ASSIGNMENT
Each record below must be returned exactly as shown.

TASK DATA
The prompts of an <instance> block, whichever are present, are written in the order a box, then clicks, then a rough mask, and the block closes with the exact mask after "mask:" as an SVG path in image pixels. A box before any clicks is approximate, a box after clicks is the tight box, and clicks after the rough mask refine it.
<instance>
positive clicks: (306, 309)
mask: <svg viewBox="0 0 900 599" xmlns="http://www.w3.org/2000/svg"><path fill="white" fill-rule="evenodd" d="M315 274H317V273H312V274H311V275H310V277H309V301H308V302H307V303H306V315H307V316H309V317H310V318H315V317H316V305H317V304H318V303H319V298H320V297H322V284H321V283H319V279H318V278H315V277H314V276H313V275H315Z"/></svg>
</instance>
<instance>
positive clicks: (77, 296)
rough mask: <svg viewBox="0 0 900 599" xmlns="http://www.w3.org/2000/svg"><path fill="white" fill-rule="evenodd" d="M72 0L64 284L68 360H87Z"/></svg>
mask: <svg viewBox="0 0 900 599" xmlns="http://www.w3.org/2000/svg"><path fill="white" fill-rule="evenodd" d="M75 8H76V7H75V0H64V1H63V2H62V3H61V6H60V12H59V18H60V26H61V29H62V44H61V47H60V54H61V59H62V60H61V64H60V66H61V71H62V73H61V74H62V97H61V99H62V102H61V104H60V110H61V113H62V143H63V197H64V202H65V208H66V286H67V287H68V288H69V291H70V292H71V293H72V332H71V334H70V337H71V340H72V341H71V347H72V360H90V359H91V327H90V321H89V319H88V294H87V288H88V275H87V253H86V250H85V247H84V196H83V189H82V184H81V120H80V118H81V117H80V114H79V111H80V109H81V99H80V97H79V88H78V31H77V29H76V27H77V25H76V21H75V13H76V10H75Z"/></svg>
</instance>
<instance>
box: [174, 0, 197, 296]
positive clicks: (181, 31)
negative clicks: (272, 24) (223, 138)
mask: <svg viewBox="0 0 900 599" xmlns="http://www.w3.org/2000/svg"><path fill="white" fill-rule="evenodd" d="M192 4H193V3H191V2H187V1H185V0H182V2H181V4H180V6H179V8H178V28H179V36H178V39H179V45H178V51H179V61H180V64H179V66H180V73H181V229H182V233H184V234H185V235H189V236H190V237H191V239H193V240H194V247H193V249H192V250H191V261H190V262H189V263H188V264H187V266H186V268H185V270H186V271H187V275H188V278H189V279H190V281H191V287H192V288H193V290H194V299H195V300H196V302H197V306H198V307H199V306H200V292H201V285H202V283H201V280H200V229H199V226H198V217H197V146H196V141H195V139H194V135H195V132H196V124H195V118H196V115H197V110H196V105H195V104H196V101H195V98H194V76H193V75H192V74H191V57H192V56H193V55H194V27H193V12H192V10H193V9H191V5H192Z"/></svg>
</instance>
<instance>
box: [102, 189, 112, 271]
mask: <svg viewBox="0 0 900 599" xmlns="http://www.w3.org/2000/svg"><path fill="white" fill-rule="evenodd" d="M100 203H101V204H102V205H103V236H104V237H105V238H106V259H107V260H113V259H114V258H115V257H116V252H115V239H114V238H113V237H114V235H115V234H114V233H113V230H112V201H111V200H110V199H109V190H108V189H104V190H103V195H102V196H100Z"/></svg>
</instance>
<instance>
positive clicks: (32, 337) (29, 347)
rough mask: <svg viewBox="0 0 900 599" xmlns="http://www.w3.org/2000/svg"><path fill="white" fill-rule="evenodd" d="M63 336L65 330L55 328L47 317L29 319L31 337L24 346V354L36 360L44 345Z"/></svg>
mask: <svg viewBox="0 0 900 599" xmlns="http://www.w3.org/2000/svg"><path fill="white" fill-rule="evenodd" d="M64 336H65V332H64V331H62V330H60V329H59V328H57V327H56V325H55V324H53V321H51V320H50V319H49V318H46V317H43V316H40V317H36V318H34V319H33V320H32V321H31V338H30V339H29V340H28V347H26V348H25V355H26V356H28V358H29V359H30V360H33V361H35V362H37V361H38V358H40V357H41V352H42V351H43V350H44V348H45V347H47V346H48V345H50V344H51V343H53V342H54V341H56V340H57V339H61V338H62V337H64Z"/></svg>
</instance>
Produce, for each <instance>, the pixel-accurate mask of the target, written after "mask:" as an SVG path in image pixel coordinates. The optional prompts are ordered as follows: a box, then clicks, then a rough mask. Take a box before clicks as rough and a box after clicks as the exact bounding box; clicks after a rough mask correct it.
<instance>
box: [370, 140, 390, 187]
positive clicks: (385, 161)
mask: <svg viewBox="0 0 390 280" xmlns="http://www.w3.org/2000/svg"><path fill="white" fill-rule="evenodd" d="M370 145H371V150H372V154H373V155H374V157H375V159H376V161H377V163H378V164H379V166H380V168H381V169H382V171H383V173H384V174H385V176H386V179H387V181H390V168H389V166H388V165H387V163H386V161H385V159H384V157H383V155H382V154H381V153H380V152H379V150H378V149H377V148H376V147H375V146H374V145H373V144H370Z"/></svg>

RESPONSE TO THIS EXERCISE
The prompts of an <instance> block, whichever are present, are written in the order a box, then clicks, then a rough mask, and the block closes with the exact mask after "mask:" as an SVG path in image pixels. A box before any clicks is approximate, a box after clicks is the tight box, and clicks after the rough mask refine it.
<instance>
positive clicks: (306, 309)
mask: <svg viewBox="0 0 900 599" xmlns="http://www.w3.org/2000/svg"><path fill="white" fill-rule="evenodd" d="M315 274H317V273H312V274H311V275H310V277H309V301H308V302H307V303H306V315H307V316H309V317H310V318H315V317H316V305H317V304H318V303H319V298H320V297H322V284H321V283H319V279H318V278H315V277H314V276H313V275H315Z"/></svg>
</instance>
<instance>
positive clicks: (77, 296)
rough mask: <svg viewBox="0 0 900 599" xmlns="http://www.w3.org/2000/svg"><path fill="white" fill-rule="evenodd" d="M72 0L64 284L68 360H87Z"/></svg>
mask: <svg viewBox="0 0 900 599" xmlns="http://www.w3.org/2000/svg"><path fill="white" fill-rule="evenodd" d="M75 8H76V7H75V0H64V1H63V2H62V3H61V6H60V12H59V18H60V26H61V29H62V44H61V47H60V54H61V59H62V60H61V64H60V66H61V71H62V73H61V74H62V97H61V99H62V102H61V104H60V110H61V113H62V143H63V197H64V202H65V208H66V286H67V287H68V288H69V291H70V292H71V293H72V332H71V334H70V337H71V340H72V341H71V347H72V360H90V359H91V327H90V321H89V319H88V294H87V288H88V275H87V253H86V250H85V247H84V196H83V189H82V184H81V120H80V118H81V117H80V114H79V111H80V109H81V99H80V97H79V88H78V31H77V29H76V27H77V25H76V21H75V13H76V10H75Z"/></svg>
</instance>
<instance>
box: [174, 0, 197, 296]
positive clicks: (181, 31)
negative clicks: (272, 24) (223, 138)
mask: <svg viewBox="0 0 900 599" xmlns="http://www.w3.org/2000/svg"><path fill="white" fill-rule="evenodd" d="M192 4H193V3H191V2H187V1H185V0H182V2H181V4H180V6H179V8H178V28H179V36H178V39H179V45H178V51H179V61H180V64H179V66H180V73H181V229H182V233H184V234H185V235H189V236H190V237H191V239H193V240H194V247H193V249H192V250H191V261H190V262H189V263H188V264H187V266H186V268H185V270H186V271H187V275H188V278H189V279H190V281H191V287H192V288H193V290H194V299H195V300H196V302H197V306H198V307H199V306H200V292H201V285H202V283H201V280H200V229H199V226H198V217H197V146H196V141H195V139H194V135H195V132H196V124H195V118H196V115H197V110H196V105H195V104H196V101H195V98H194V76H193V75H192V74H191V57H192V56H193V55H194V27H193V12H192V10H193V9H191V5H192Z"/></svg>
</instance>
<instance>
box: [102, 189, 112, 271]
mask: <svg viewBox="0 0 900 599" xmlns="http://www.w3.org/2000/svg"><path fill="white" fill-rule="evenodd" d="M100 203H101V204H102V205H103V236H104V237H105V238H106V259H107V260H113V259H114V258H115V257H116V252H115V239H114V238H113V237H114V235H115V234H114V233H113V230H112V201H111V200H110V199H109V190H108V189H104V190H103V195H102V196H100Z"/></svg>
</instance>
<instance>
positive clicks: (32, 337) (29, 347)
rough mask: <svg viewBox="0 0 900 599" xmlns="http://www.w3.org/2000/svg"><path fill="white" fill-rule="evenodd" d="M63 336L65 330L55 328L47 317L29 319L31 337L24 346V354L36 360L44 345Z"/></svg>
mask: <svg viewBox="0 0 900 599" xmlns="http://www.w3.org/2000/svg"><path fill="white" fill-rule="evenodd" d="M64 336H65V332H64V331H62V330H60V329H59V328H57V327H56V325H55V324H53V321H51V320H50V319H49V318H46V317H43V316H40V317H36V318H34V319H33V320H32V321H31V338H30V339H29V340H28V347H26V348H25V355H26V356H28V358H29V359H30V360H33V361H35V362H37V361H38V358H40V357H41V352H42V351H43V350H44V348H45V347H47V346H48V345H50V344H51V343H53V342H54V341H56V340H57V339H61V338H62V337H64Z"/></svg>
</instance>
Produce, for each <instance>, the pixel-accurate mask of the target, written after "mask:" as an SVG path in image pixel coordinates. The optional prompts are ordered as follows: a box, then clicks, then a rough mask. Take a box before clicks as rough and a box after clicks as the exact bounding box; clicks after a rough mask correct it.
<instance>
box: [370, 140, 390, 187]
positive clicks: (385, 161)
mask: <svg viewBox="0 0 390 280" xmlns="http://www.w3.org/2000/svg"><path fill="white" fill-rule="evenodd" d="M370 145H371V150H372V154H373V155H374V157H375V159H376V161H377V163H378V164H379V166H380V168H381V169H382V171H383V173H384V174H385V176H386V179H387V181H390V168H389V166H388V165H387V163H386V161H385V159H384V157H383V155H382V154H381V153H380V152H379V150H378V149H377V148H376V147H375V146H374V145H373V144H370Z"/></svg>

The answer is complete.